Input data:

:::

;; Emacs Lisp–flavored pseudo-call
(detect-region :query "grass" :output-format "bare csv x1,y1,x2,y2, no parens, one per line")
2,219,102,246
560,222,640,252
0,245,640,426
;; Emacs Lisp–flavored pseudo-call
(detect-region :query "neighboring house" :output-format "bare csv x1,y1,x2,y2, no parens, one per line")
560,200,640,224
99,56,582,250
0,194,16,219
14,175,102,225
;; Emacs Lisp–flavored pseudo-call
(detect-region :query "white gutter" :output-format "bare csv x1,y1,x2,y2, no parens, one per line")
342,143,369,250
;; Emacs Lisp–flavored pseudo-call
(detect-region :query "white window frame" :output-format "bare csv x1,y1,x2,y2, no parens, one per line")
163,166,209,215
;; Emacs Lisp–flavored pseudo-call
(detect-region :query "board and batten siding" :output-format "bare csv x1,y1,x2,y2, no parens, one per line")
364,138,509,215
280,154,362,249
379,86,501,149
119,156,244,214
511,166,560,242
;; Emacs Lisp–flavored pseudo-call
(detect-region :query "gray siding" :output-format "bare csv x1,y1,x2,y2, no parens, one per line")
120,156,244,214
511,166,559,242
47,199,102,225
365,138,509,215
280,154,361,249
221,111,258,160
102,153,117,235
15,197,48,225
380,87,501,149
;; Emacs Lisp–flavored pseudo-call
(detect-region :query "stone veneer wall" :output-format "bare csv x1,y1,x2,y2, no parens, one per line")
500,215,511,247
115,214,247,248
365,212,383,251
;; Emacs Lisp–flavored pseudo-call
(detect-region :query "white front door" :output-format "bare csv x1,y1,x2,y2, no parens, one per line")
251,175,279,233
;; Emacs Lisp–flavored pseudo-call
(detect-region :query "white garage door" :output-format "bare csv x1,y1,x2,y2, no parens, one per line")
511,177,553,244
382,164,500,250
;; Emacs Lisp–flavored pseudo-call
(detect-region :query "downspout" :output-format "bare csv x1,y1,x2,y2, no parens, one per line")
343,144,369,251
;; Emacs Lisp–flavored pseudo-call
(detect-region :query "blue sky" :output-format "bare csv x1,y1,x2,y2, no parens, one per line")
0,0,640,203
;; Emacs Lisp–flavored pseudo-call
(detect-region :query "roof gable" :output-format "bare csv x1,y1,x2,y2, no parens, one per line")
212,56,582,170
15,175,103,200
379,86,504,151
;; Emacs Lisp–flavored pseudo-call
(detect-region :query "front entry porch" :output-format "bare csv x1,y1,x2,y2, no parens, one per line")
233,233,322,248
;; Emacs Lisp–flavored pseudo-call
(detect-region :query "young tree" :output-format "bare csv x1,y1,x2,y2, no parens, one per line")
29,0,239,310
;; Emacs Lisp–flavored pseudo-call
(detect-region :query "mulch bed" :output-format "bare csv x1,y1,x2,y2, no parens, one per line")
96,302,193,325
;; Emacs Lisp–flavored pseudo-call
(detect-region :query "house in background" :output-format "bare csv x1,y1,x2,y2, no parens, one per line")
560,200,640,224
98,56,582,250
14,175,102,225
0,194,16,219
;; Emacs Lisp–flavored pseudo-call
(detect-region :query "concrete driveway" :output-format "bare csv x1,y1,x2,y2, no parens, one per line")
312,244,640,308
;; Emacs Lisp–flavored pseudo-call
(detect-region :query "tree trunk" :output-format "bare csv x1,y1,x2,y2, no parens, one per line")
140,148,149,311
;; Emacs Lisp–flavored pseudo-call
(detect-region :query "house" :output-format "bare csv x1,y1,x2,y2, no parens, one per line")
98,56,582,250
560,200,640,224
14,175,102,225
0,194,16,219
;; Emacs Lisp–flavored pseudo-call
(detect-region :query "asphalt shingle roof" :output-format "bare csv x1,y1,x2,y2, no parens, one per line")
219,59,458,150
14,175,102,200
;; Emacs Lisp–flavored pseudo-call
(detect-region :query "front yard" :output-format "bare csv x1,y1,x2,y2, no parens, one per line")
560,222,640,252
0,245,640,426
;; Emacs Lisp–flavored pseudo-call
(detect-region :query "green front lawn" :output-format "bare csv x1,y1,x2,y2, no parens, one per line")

:::

Aim of the task:
Can you change every "detect-region" in the items above to "locate-region" and give back all the lines with nothing else altered?

Complete response:
;; Emacs Lisp–flavored pseudo-call
(locate-region :query "grass" :output-format "bare csv x1,y1,x2,y2, no parens, one per line")
2,219,102,246
560,222,640,252
0,245,640,426
;; Emacs Lisp–flavored pseudo-call
(locate-region :query "neighboring house" :output-format "bare csv x1,y1,x2,y2, no parens, one per line")
560,200,640,224
99,56,582,250
0,194,16,219
14,175,102,225
;; Emacs Lisp–flavored pseudo-call
(locate-region :query "white gutter" :output-format "bare csv x1,y1,x2,y2, no parens, one per line")
342,143,369,250
;; Emacs Lisp–flavored pseudo-call
(locate-region :query "white window frame" :output-format "bare csv x1,y1,x2,y2, no parens, one per line")
163,166,209,215
;; Emacs Lisp–flavored pseudo-call
(locate-region :query "board and batten siding" :output-format "bare csv x1,y1,x2,y2, no parens, one per line")
364,138,509,215
280,154,362,249
379,86,501,149
119,156,244,214
511,166,560,242
;; Emacs Lisp–flavored pseudo-call
(locate-region :query "gray siding" :output-format "bare csv x1,y1,x2,y2, no parens, one per line")
120,156,244,214
511,166,559,242
47,199,102,225
365,138,509,215
280,154,361,249
221,111,258,160
102,153,117,235
15,197,48,225
380,87,501,149
;; Emacs Lisp–flavored pseudo-call
(locate-region :query "stone veneer wall" :output-format "bare csv x1,y1,x2,y2, no parens, one per line")
500,215,511,247
115,214,247,248
365,212,383,251
;; Emacs Lisp–flavored pseudo-call
(locate-region :query "white front door" :output-format "bare csv x1,y1,x2,y2, no parens, one per line")
251,175,279,233
;; Emacs Lisp–flavored pseudo-call
(locate-region :query "white garage door" :output-format "bare csv x1,y1,x2,y2, no parens, one per line")
511,177,553,244
382,164,500,250
;; Emacs Lisp–flavored pseudo-call
(locate-region :query "downspout" :output-format "bare csv x1,y1,x2,y2, no parens, one per line")
343,144,369,251
;; Emacs Lisp–flavored pseudo-call
(locate-region :query "blue sky" :output-format "bare csv x1,y1,x2,y2, no parens, one per line")
0,0,640,203
;; Emacs Lisp–flavored pseudo-call
(locate-region :query "roof gable" :output-format "bare csv x1,y1,x2,y2, no parens, one per line")
212,56,582,170
15,175,103,200
379,86,504,151
;; Emacs Lisp–flavored pseudo-call
(locate-region :query "front entry porch" :output-format "bare csv x1,y1,x2,y2, no parens, one per line")
233,233,322,248
;; Emacs Lisp–flavored pseudo-call
(locate-region :query "young tree" :output-format "bare csv x1,y1,x2,y2, no parens, one per line")
29,0,239,310
;; Emacs Lisp–flavored pseudo-call
(locate-region :query "mulch bed" :output-format "bare csv x1,y1,x2,y2, no parens, one per line")
96,302,193,325
;; Emacs Lisp–flavored pseudo-call
(locate-region :query "house in background" :output-format "bare csv x1,y1,x2,y2, no parens, one per line")
560,200,640,224
98,56,582,250
14,175,102,225
0,194,16,219
;; Emacs Lisp–flavored pseudo-call
(locate-region :query "concrete driveway" :output-format "bare csv x1,y1,x2,y2, no parens, one per line")
312,244,640,308
;; Emacs Lisp–flavored pseudo-call
(locate-region :query "tree trunk" :output-format "bare csv x1,y1,x2,y2, no parens, one per line")
140,148,149,311
;; Emacs Lisp–flavored pseudo-call
(locate-region :query "house" :output-format "bare csv x1,y1,x2,y2, no parens, one per line")
98,56,582,250
560,200,640,224
14,175,102,225
0,194,16,219
;; Emacs Lisp–flavored pseudo-call
(locate-region :query "asphalt shingle roof" :output-format "bare csv x1,y1,x2,y2, no parens, one per line")
219,59,458,150
14,175,102,200
;; Emacs Lisp–flavored pseudo-call
(locate-region :query "front yard" :output-format "bare csv x1,y1,x2,y2, no parens, one per line")
560,222,640,252
0,245,640,426
;; Emacs Lisp–flavored pseudo-call
(locate-region :query "green front lawn" :output-format "bare csv x1,y1,x2,y2, no parens, one per line")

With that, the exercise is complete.